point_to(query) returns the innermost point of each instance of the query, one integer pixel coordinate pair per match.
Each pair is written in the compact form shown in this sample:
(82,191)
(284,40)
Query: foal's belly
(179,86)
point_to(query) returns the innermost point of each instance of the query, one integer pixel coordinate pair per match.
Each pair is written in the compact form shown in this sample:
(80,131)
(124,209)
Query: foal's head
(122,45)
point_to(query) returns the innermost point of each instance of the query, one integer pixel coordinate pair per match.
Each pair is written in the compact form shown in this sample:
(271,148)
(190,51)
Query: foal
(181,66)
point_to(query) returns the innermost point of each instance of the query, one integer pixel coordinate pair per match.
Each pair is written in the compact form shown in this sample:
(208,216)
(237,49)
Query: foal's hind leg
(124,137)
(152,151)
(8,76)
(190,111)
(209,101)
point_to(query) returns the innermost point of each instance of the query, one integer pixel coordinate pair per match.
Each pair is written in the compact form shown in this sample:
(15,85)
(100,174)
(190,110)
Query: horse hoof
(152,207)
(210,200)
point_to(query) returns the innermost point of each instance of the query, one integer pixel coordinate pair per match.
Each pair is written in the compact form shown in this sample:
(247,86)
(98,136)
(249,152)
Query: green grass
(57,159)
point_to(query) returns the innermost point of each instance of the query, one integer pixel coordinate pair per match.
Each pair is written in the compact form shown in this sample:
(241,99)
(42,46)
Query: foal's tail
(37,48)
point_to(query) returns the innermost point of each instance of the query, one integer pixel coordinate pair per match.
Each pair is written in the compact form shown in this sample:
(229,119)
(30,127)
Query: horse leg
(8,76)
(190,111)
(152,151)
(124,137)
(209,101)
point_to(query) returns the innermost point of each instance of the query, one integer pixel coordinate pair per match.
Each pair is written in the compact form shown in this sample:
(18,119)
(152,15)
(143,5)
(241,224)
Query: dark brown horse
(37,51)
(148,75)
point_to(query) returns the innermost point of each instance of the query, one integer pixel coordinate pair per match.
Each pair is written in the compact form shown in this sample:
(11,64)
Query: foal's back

Short problem: Output all of the data again, exactly.

Reply:
point_to(query) returns the innermost point of each instance of the query, one integer pixel coordinate pair per match.
Each pair is written in the compact form shown in this sample:
(82,191)
(284,40)
Query: foal's belly
(179,86)
point_to(query) returns the innermost point of each instance of the query, one integer pixel coordinate pair per match.
Each pair is written in the compact form shown in this sample:
(80,131)
(124,209)
Query: foal's head
(122,45)
point_to(query) returns the innermost point of each instance of the query, one integer pixel coordinate pair per match.
Each pair is written in the compact form shown in this sample:
(271,148)
(190,51)
Query: foal
(181,66)
point_to(query) returns the innermost point of each instance of the query, one integer pixel coordinate pair per match.
Each pair is written in the compact form shown in this sample:
(208,216)
(237,49)
Query: foal's hind leg
(124,137)
(152,151)
(8,76)
(190,111)
(209,101)
point_to(query) returns the innermost point of each instance of the query, one integer pixel coordinate pair per match.
Each pair is written in the compact form shown in this sample:
(15,85)
(100,174)
(190,110)
Query: horse hoof
(152,207)
(210,200)
point_to(query) returns the innermost point of each instance of the query, one integer pixel coordinate pair per match.
Each pair is written in the compact form shown in this sample:
(247,86)
(98,136)
(249,152)
Query: green grass
(57,159)
point_to(query) returns the innermost point of each instance of the query, one integer pixel coordinate pair per match.
Each pair is written in the compact form shown in this sample:
(241,99)
(42,46)
Query: foal's tail
(37,48)
point_to(query) returns the innermost point of each instance of the query, one integer pixel coordinate pair per match.
Each pair is written in the compact form shown in this sample:
(229,119)
(30,127)
Query: horse leg
(8,76)
(190,111)
(152,151)
(124,137)
(209,101)
point_to(query) returns the innermost point of each instance of the query, one integer pixel coordinate pair per match.
Each pair is written in the compact form shown in this sample:
(18,119)
(152,15)
(143,5)
(241,224)
Query: dark brown horse
(37,51)
(148,75)
point_to(query) returns the innermost point of each instance of the query, one integer pixel coordinate pair per match.
Each pair is written in the compact form shown in this sample:
(11,64)
Query: foal's back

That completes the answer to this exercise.